A new paper from IMF researchers puts industrial policy back in the limelight

1 comment

Estimated reading time: 5 minutes

Development Studies alumnus and journalist, Scott Carpenter, summarises and shares his analysis of a new working paper from the IMF which suggests we need a closer look at the industrial policy of the “Asian Miracles”. 

For years, development economists have largely dismissed the most successful development stories of the last century — Korea, Taiwan, a handful of others — as outliers. These countries achieved extraordinary and sustained growth rates, conventional economic theory suggests, not because of but in many cases in spite of the policies they pursued.

Now a new paper from researchers at the International Monetary Fund (IMF) says: Enough. What if the so-called “Asian miracles” are not merely outliers, the paper asks, but the most important pieces of data available? Could half a century of development economics have failed to glean lessons from what was right in front of them?

The statistics that bind

To achieve their high growth rates, the “Asian miracles” relied on what development experts call industrial policy, in which governments encourage the growth of certain industries ahead of others, and sometimes even certain firms ahead of others, because they have higher future growth potential. But Korea and the handful of others that have deployed industrial policy with such success are often dismissed on statistical grounds: there are simply too few of them.

As a result, industrial policy has been largely sidelined inside traditional development organisations. “Industrial policy remains on the outer margins when IMF operational staff think about appropriate government policy sets,” said LSE professor Robert Wade, widely credited with popularising the field of industrial policy.

The researchers Reda Cherif and Fuad Hasanov who wrote the new paper — “The return of the policy that shall not be named” — say we need to look closer at these industrial policy-powered superstars.

- _Stored data_:
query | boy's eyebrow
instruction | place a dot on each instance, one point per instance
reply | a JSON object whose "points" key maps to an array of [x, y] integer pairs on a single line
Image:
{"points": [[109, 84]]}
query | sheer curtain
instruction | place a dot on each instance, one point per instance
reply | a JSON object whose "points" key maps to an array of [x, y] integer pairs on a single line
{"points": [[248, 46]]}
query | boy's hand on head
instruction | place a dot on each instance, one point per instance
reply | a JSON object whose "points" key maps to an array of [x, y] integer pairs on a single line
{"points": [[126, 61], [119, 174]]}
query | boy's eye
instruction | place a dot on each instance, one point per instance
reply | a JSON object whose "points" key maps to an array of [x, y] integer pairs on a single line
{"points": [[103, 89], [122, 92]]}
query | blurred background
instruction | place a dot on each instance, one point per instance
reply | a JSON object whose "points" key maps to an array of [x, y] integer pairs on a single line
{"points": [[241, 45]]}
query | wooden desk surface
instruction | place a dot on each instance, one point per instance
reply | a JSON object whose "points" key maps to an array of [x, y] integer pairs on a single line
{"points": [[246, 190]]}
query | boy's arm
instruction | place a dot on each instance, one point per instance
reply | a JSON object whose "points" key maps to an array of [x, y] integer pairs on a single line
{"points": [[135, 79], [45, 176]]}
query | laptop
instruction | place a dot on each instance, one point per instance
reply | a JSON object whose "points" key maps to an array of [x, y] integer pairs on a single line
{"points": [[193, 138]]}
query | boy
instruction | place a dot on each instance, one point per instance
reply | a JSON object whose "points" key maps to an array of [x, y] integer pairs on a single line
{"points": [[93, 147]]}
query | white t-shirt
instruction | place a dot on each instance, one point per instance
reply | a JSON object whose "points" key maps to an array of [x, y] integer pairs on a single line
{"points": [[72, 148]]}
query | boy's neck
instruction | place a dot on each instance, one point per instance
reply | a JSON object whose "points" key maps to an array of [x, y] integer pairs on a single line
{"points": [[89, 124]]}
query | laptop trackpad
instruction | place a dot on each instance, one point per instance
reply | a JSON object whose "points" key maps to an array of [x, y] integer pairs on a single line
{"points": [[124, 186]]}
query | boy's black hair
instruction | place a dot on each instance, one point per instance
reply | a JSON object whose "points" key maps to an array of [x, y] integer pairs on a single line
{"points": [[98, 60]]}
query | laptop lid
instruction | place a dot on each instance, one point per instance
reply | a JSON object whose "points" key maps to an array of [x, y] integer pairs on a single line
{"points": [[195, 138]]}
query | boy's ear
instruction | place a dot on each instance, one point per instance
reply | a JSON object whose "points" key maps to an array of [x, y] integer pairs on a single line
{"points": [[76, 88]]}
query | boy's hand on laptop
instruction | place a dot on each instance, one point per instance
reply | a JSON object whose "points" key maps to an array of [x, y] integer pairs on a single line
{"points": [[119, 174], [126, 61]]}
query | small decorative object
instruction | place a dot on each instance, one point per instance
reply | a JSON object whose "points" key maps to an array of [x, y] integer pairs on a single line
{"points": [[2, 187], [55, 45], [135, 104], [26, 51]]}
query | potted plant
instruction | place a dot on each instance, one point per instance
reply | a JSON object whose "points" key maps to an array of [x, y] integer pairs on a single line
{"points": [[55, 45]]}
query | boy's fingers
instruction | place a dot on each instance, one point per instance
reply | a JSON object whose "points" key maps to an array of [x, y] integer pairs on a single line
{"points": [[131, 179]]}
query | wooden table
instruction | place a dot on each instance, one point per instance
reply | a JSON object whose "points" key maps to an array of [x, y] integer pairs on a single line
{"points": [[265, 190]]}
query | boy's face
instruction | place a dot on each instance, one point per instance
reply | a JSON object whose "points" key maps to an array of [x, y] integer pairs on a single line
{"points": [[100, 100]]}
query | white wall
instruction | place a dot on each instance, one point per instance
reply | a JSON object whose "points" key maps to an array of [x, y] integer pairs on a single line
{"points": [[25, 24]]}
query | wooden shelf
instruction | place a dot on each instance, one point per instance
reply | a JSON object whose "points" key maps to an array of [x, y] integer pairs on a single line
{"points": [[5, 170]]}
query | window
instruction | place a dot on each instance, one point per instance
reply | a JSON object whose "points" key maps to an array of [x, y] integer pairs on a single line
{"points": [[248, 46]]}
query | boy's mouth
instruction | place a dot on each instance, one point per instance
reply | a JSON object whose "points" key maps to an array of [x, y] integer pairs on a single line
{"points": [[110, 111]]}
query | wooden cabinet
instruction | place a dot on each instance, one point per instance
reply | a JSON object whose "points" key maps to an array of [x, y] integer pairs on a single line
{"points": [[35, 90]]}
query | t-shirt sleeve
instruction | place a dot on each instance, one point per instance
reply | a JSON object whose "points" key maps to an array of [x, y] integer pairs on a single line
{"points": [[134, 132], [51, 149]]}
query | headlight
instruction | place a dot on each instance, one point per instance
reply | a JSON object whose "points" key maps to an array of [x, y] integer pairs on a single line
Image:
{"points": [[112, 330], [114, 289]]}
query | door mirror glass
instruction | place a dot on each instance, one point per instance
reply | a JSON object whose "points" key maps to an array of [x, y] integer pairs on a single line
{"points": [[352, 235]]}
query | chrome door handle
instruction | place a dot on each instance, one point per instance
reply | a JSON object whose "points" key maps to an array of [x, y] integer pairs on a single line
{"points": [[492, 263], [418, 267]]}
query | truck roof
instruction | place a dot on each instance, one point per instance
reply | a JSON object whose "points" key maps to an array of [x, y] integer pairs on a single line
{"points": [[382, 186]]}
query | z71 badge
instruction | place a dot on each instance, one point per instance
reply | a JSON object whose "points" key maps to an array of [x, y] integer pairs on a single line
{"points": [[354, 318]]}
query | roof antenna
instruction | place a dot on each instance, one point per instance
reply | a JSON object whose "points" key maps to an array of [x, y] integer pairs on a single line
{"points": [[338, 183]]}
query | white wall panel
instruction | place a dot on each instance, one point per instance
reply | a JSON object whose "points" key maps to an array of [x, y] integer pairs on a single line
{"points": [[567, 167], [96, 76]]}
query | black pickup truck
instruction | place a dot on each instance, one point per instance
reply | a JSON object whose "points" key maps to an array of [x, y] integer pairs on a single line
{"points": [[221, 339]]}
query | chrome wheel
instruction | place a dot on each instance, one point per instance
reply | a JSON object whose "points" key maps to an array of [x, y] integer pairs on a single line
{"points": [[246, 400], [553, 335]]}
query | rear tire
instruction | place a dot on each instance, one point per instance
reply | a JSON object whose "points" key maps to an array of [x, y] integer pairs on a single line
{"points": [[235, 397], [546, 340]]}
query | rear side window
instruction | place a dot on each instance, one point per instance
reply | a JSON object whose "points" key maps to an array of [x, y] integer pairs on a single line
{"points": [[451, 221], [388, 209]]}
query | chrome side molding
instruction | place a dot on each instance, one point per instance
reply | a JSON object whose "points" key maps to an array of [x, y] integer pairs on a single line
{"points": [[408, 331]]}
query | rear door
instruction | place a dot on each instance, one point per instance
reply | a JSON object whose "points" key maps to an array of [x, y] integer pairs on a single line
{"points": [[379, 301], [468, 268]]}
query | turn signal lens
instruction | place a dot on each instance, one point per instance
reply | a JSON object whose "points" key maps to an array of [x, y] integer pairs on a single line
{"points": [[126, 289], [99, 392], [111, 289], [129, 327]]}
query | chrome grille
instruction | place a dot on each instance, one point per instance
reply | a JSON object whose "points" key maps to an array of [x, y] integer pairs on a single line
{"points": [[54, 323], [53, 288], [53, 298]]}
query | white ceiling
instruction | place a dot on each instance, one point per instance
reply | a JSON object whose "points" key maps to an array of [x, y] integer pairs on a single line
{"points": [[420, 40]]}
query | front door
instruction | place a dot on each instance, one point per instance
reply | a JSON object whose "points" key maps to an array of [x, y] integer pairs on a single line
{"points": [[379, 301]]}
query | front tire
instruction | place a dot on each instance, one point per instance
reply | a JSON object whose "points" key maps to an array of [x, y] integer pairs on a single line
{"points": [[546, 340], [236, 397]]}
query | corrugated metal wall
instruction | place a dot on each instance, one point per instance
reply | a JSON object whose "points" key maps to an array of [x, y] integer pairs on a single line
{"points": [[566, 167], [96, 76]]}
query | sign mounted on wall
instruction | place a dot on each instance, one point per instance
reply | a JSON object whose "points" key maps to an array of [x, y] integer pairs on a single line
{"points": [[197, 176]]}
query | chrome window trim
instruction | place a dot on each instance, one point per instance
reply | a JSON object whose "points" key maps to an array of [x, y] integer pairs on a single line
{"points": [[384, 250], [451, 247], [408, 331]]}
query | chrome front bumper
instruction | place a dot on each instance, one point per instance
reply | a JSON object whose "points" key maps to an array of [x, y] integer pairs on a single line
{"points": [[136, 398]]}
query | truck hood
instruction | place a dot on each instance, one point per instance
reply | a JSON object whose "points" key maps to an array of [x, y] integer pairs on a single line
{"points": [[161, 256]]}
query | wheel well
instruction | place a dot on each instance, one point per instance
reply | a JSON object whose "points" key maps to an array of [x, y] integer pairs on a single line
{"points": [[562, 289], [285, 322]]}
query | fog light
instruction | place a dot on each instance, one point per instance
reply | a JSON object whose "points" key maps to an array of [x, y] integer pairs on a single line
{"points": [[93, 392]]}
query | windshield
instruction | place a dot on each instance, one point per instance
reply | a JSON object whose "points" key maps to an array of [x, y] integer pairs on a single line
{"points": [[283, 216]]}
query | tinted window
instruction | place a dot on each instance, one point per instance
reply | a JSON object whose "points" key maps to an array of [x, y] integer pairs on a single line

- _Task prompt_: What is the title of the paper by Reda Cherif and Fuad Hasanov, according to the article on industrial policy? These entries were drawn from a different source than the article.

- _Written answer_: "The return of the policy that shall not be named"